- [Krótkie zadanie 1] Wypisz z tekstu o rozwoju mowy dziecka wszystko, co według niego staje się językiem łączącym noworodka z rodzicem.
- [Krótkie zadanie 2] Przepisz wiernie fragment tekstu o rozwoju mowy dziecka od słów „Jak słodko gaworzy!” aż do słów „jest wsparcie rodzica.”.

- [Fragment dokumentu]
_____

Jak słodko gaworzy! O, już mówi „mama” i „tata”! Jak ładnie opowiada! A jakie zabawne teksty ma! Tylko je zapisywać! Nauka mówienia to temat, który zawsze wywołuje wiele emocji i wzruszeń rodziców i dziadków. Głużenie, gaworzenie, pojedyncze sylaby, proste słowa, a na końcu zdania – w każdej fazie rozwoju mowy dziecka ważne jest wsparcie rodzica.

Co robić, aby pomóc dziecku w ćwiczeniu nowych umiejętności? Co pozytywnie wpływa na ćwiczenie mowy? Oto przykłady aktywności i zabaw dla dziecka, które warto podejmować. Oprócz tego, że stymulują rozwój mowy i poszerzają słownictwo, to również ćwiczą koordynację wzrokowo-ruchową, pamięć, koncentrację i spostrzegawczość. Doskonalą poczucie rytmu, rozwijają kreatywność i kształtują wrażliwość estetyczną.

Mówienie do dziecka już od urodzenia

Przecież on tylko śpi i je – powiedzą niektórzy. To prawda, że sen i pożywienie zaspakajają główne potrzeby noworodka. Ale pamiętajmy, że jest to człowiek. Mały człowiek, który czuje, potrzebuje miłości i troski. Językiem łączącym go z rodzicem staje się wówczas uśmiech, przytulenie, pocałunki, głaskanie, ciepłe słowa, które mama czy tata kierują do dziecka. Malutkie dziecko chłonie świat wszystkimi zmysłami. Ważny jest dla niego dotyk, reaguje silnie na dźwięki, a głos mamy działa na niego jak balsam. Niemowlę, wraz z każdym miesiącem, staje się coraz uważniejszym obserwatorem rzeczywistości. Dotyka przedmiotów, ogląda je, sprawdza, jakie odgłosy wydają. Nie potrafi mówić, ale dużo rozumie. Dlatego warto opowiadać, np. co aktualnie robimy, co będziemy robić i opisywać – np. jak wygląda zabawka, co znajduje się w książeczce na obrazku, jakie dźwięki są typowe dla danego zwierzęcia. Nazywanie przedmiotów, które dziecko dotyka, sprawia, że poznaje ono nowe słowa, a na kolejnych etapach rozwoju – będzie je próbować powtarzać.

_____

- [Zestawienie danych]
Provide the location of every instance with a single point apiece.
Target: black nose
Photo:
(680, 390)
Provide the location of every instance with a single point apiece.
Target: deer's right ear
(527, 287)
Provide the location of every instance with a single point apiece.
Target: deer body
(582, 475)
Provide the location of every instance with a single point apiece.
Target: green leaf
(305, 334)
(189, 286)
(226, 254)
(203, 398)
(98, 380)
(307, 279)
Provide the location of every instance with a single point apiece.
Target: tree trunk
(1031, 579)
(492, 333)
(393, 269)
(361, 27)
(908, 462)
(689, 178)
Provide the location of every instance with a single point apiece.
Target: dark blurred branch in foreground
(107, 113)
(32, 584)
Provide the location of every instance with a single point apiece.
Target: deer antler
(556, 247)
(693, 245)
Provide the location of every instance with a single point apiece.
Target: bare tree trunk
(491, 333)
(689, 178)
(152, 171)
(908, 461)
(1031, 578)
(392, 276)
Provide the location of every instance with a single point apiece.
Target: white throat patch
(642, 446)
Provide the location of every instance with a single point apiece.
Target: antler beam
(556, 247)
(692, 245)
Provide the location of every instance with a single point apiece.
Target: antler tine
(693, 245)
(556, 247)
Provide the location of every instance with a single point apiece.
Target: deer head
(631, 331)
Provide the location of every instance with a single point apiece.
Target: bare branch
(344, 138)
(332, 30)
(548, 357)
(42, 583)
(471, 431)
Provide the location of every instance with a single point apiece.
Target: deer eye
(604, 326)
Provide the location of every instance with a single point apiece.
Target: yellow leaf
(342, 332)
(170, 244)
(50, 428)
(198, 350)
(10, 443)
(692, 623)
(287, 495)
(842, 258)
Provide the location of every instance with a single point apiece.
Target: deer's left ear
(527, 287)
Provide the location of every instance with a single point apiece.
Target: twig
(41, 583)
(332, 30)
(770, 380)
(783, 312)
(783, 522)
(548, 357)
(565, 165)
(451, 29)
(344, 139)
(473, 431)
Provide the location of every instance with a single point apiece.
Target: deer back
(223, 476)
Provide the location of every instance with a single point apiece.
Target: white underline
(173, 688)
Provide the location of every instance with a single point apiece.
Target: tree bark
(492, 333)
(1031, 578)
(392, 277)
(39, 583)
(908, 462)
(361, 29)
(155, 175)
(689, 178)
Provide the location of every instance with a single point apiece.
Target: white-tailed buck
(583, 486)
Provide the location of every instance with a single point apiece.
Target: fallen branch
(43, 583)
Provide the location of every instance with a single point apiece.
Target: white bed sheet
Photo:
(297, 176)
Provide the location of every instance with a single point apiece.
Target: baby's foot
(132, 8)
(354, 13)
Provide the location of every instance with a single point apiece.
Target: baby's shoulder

_____

- [Rozwiązanie pisemne 1] uśmiech, przytulenie, pocałunki, głaskanie, ciepłe słowa, które mama czy tata kierują do dziecka

- [Rozwiązanie pisemne 2]
Jak słodko gaworzy! O, już mówi „mama” i „tata”! Jak ładnie opowiada! A jakie zabawne teksty ma! Tylko je zapisywać! Nauka mówienia to temat, który zawsze wywołuje wiele emocji i wzruszeń rodziców i dziadków. Głużenie, gaworzenie, pojedyncze sylaby, proste słowa, a na końcu zdania – w każdej fazie rozwoju mowy dziecka ważne jest wsparcie rodzica.